# WRITTEN INSTRUCTION
Rewrite the records below, replacing "directive" with "instruction" and leaving everything else unchanged.

Labeled contour entries:

>> Start

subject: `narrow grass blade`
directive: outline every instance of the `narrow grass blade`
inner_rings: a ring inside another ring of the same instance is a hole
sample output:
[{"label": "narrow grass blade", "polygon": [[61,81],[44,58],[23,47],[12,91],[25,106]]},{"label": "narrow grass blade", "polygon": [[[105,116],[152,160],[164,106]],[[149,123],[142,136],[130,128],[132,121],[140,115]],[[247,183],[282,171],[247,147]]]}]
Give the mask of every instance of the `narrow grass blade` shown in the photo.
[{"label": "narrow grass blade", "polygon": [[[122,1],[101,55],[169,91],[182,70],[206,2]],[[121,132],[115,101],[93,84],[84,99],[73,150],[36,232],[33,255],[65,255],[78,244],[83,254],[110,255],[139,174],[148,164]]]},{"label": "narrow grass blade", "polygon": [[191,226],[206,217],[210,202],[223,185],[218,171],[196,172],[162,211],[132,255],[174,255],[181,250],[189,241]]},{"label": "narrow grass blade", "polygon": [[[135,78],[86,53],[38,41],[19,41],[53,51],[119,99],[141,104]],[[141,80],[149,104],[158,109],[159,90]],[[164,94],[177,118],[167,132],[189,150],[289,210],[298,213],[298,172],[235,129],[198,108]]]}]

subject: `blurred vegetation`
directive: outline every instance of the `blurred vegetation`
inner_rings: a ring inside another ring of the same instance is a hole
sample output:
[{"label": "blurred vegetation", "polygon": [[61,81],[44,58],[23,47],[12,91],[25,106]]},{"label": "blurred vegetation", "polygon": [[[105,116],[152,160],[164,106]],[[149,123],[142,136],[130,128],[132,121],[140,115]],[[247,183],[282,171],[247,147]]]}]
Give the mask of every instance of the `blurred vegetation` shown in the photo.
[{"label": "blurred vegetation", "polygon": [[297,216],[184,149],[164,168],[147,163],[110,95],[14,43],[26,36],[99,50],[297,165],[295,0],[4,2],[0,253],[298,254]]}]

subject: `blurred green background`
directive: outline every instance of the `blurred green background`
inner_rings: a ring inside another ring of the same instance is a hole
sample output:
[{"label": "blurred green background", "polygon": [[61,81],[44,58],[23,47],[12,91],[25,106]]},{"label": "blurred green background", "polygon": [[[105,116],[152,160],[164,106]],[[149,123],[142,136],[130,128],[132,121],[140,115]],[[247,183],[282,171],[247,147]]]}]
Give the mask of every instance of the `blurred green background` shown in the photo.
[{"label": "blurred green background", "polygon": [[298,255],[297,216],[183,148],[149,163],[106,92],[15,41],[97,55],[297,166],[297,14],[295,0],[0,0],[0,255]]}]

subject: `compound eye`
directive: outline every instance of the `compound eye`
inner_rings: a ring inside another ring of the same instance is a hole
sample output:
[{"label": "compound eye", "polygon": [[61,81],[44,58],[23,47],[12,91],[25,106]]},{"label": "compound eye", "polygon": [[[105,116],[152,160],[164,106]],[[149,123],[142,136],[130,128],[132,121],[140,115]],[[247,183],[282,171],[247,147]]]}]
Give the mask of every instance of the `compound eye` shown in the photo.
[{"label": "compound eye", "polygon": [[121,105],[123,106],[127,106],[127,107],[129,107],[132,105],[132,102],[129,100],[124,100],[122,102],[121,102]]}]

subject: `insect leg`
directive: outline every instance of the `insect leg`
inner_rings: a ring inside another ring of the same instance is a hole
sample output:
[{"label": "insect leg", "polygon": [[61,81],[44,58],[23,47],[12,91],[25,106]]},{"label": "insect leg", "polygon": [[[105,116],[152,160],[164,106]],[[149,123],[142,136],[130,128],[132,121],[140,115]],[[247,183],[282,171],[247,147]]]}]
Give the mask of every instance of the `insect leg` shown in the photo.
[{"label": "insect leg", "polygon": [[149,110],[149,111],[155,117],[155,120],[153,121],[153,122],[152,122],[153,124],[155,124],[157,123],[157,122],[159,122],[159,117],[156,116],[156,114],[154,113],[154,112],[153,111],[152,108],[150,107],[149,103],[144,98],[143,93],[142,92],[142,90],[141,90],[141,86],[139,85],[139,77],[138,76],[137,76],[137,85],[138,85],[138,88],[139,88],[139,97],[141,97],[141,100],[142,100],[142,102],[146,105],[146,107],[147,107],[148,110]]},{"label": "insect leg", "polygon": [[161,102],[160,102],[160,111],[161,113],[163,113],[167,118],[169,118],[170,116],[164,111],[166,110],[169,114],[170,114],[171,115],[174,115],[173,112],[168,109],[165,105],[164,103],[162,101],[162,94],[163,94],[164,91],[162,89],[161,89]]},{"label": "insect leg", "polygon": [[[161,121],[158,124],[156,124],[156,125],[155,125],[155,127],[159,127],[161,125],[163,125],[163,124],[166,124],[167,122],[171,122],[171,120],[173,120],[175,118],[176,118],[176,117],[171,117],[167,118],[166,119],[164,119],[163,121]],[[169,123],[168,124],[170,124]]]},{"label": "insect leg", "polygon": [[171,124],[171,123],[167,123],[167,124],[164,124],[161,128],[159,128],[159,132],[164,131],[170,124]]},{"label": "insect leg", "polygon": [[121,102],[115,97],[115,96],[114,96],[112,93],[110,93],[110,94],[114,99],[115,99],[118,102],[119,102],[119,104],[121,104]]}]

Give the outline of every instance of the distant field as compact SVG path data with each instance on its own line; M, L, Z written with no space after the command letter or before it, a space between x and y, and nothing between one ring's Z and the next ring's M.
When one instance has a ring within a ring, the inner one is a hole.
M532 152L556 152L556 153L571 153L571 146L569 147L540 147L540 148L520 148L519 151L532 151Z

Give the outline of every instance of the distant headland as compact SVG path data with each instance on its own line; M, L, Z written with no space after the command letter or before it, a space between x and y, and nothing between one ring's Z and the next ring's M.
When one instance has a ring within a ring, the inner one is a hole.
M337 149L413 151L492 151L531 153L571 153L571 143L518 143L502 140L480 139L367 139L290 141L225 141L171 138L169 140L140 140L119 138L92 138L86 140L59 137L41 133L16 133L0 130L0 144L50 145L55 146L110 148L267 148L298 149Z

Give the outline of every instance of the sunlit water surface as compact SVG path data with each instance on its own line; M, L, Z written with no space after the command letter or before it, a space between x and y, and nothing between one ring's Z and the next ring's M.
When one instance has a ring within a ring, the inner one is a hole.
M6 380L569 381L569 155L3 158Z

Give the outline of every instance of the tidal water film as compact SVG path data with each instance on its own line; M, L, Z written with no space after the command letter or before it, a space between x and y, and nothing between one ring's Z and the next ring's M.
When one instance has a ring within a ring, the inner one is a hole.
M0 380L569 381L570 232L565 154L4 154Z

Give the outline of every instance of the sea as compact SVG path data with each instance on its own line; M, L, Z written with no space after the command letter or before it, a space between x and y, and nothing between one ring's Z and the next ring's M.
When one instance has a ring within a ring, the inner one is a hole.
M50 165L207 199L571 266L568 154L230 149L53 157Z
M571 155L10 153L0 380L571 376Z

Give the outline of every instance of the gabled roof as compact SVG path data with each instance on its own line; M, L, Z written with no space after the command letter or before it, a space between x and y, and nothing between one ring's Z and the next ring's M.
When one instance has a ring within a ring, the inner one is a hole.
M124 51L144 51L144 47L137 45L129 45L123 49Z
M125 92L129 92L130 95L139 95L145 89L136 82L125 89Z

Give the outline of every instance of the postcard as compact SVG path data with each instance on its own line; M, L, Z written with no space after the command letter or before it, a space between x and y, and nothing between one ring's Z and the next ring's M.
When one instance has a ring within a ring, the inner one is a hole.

>> End

# SOLUTION TO THE EXERCISE
subject: `narrow grass blade`
instruction: outline every instance of the `narrow grass blade`
inner_rings: a ring inside another ring of the same instance is a hole
sample output:
[{"label": "narrow grass blade", "polygon": [[61,81],[44,58],[23,47],[12,91],[25,106]]},{"label": "narrow grass blade", "polygon": [[[105,116],[152,160],[164,106]],[[149,123],[142,136],[130,128],[132,121],[140,115]],[[247,183],[282,171],[247,147]]]}]
Give the mask of every instance of the `narrow grass blade` shown in the photo.
[{"label": "narrow grass blade", "polygon": [[[122,1],[101,55],[169,91],[182,70],[206,2]],[[121,132],[115,101],[93,84],[84,99],[73,150],[36,232],[33,255],[65,255],[78,244],[83,254],[110,255],[139,174],[148,164]]]},{"label": "narrow grass blade", "polygon": [[191,226],[206,217],[210,202],[223,185],[218,171],[196,172],[162,211],[132,255],[174,255],[181,250],[189,241]]},{"label": "narrow grass blade", "polygon": [[[135,78],[86,53],[38,41],[19,41],[53,51],[119,99],[141,104]],[[141,80],[149,104],[158,109],[159,90]],[[164,94],[177,118],[167,132],[189,150],[289,210],[298,213],[298,172],[235,129],[198,108]]]}]

subject: `blurred vegetation`
instruction: outline every instance of the `blurred vegetation`
inner_rings: a ring inside another ring of the same instance is a hole
sample output:
[{"label": "blurred vegetation", "polygon": [[61,81],[44,58],[23,47],[12,91],[25,106]]},{"label": "blurred vegetation", "polygon": [[[105,116],[152,160],[164,106]],[[149,123],[142,136],[130,128],[132,121],[140,115]],[[247,183],[282,171],[247,147]]]}]
Give the mask of every instance of the `blurred vegetation` shown in the photo.
[{"label": "blurred vegetation", "polygon": [[297,216],[184,149],[164,168],[147,163],[110,95],[14,43],[26,36],[99,50],[297,165],[295,0],[4,2],[0,253],[298,254]]}]

subject: `blurred green background`
instruction: outline every instance of the `blurred green background`
inner_rings: a ring inside another ring of the same instance is a hole
sample output:
[{"label": "blurred green background", "polygon": [[61,81],[44,58],[23,47],[12,91],[25,106]]},{"label": "blurred green background", "polygon": [[[105,116],[152,160],[164,106]],[[149,123],[142,136],[130,128],[132,121],[140,115]],[[247,183],[282,171],[247,147]]]}]
Give the mask of every instance of the `blurred green background` shown in the photo.
[{"label": "blurred green background", "polygon": [[298,255],[297,216],[183,148],[149,163],[106,92],[15,41],[97,55],[297,166],[297,14],[295,0],[0,0],[0,255]]}]

subject: `compound eye`
instruction: outline every instance of the `compound eye`
inner_rings: a ring inside another ring of the same instance is a hole
sample output:
[{"label": "compound eye", "polygon": [[61,81],[44,58],[23,47],[12,91],[25,106]]},{"label": "compound eye", "polygon": [[[105,116],[152,160],[164,106]],[[149,123],[142,136],[130,128],[132,121],[140,115]],[[247,183],[282,171],[247,147]]]}]
Give the mask of every instance of the `compound eye` shown in the photo.
[{"label": "compound eye", "polygon": [[121,105],[123,106],[127,106],[127,107],[129,107],[132,105],[132,102],[129,100],[124,100],[122,102],[121,102]]}]

subject: `insect leg`
instruction: outline every instance of the `insect leg`
inner_rings: a ring inside another ring of the same instance is a hole
sample output:
[{"label": "insect leg", "polygon": [[61,81],[44,58],[23,47],[12,91],[25,106]]},{"label": "insect leg", "polygon": [[[105,116],[152,160],[164,106]],[[149,123],[142,136],[130,128],[132,121],[140,115]],[[247,183],[282,171],[247,147]]]}]
Give the mask of every instance of the `insect leg` shown in the photo.
[{"label": "insect leg", "polygon": [[149,110],[149,111],[155,117],[155,120],[153,121],[153,122],[152,122],[153,124],[155,124],[157,123],[157,122],[159,122],[159,117],[156,116],[156,114],[154,113],[154,112],[153,111],[152,108],[150,107],[149,103],[144,98],[143,93],[142,92],[142,90],[141,90],[141,86],[139,85],[139,77],[138,76],[137,76],[137,85],[138,85],[138,88],[139,88],[139,97],[141,97],[141,100],[142,100],[142,102],[146,105],[146,107],[147,107],[148,110]]},{"label": "insect leg", "polygon": [[161,102],[160,102],[160,111],[161,113],[163,113],[167,118],[169,118],[170,116],[164,111],[166,110],[169,114],[170,114],[171,115],[174,115],[173,112],[168,109],[165,105],[164,103],[162,101],[162,94],[163,94],[164,91],[162,89],[161,89]]},{"label": "insect leg", "polygon": [[[161,121],[158,124],[156,124],[156,125],[155,125],[155,127],[159,127],[161,125],[163,125],[163,124],[166,124],[167,122],[171,122],[171,120],[173,120],[175,118],[176,118],[176,117],[171,117],[167,118],[166,119],[164,119],[163,121]],[[169,123],[168,124],[170,124]]]},{"label": "insect leg", "polygon": [[171,124],[171,123],[167,123],[167,124],[164,124],[161,128],[159,128],[159,132],[164,131],[170,124]]},{"label": "insect leg", "polygon": [[121,102],[115,97],[115,96],[114,96],[112,93],[110,93],[110,94],[114,99],[115,99],[118,102],[119,102],[119,104],[121,104]]}]

Give the outline of every instance of the distant field as compact SVG path data with each instance on its own line; M, L, Z written with no space after the command letter or before it, a space between x and y, and nothing between one ring's Z and the next ring's M.
When one instance has a ring within a ring, the inner one is a hole.
M532 152L556 152L556 153L571 153L571 146L569 147L540 147L540 148L520 148L519 151L532 151Z

Give the outline of every instance of the distant headland as compact SVG path data with each instance on its own line; M, L, Z written with no space after the command letter or before it, a space between x and y, and nothing between one ring's Z and the next ring's M.
When one instance has a ring within a ring, the inner one is a hole.
M337 149L413 151L492 151L531 153L571 153L571 143L518 143L502 140L480 139L367 139L290 141L225 141L171 138L169 140L140 140L119 138L92 138L86 140L59 137L41 133L16 133L0 130L0 144L50 145L55 146L110 148L267 148L298 149Z

Give the outline of every instance of the sunlit water surface as compact SVG path data with each instance on its own line; M, L, Z written with no space after the command letter or before it, a space between x and y, and nothing between one ring's Z and the next ring's M.
When one instance has a ring within a ring, the inner one is a hole.
M6 380L569 381L569 155L3 158Z

Give the outline of every instance of the tidal water film as compact SVG path data with each instance on its own line; M, L, Z written with no space after the command letter or before it, a space between x and y, and nothing between one ring's Z and the next ring's M.
When one instance has a ring within a ring, the inner one is a hole.
M0 380L569 381L570 232L565 154L4 154Z

Give the outline of every instance of the sea as compact SVG path data with each instance on its own line; M, L, Z written with no space after the command letter or before it, a space between x and y, and nothing between one ring's Z and the next ring's M.
When one instance has a ring within a ring, the inner one is a hole.
M50 165L207 199L571 266L568 154L230 149L53 157Z
M571 155L10 153L0 380L571 376Z

Give the outline of every instance of the gabled roof as compact SVG path data with each instance on its own line; M, L, Z written with no space after the command letter or before it, a space between x and y, and nothing between one ring's Z and the next ring's M.
When one instance has a ring within a ring, the inner one is a hole.
M124 51L144 51L144 47L137 45L129 45L123 49Z
M125 92L129 92L130 95L139 95L145 89L136 82L125 89Z

Give the outline of every instance of the postcard as compact SVG path data with each instance on its own line; M, L, Z written with no space after the command letter or before it, a space between x and y, and nothing between one ring's Z and the next ring's M.
When one instance has a ring within a ring, the inner one is a hole.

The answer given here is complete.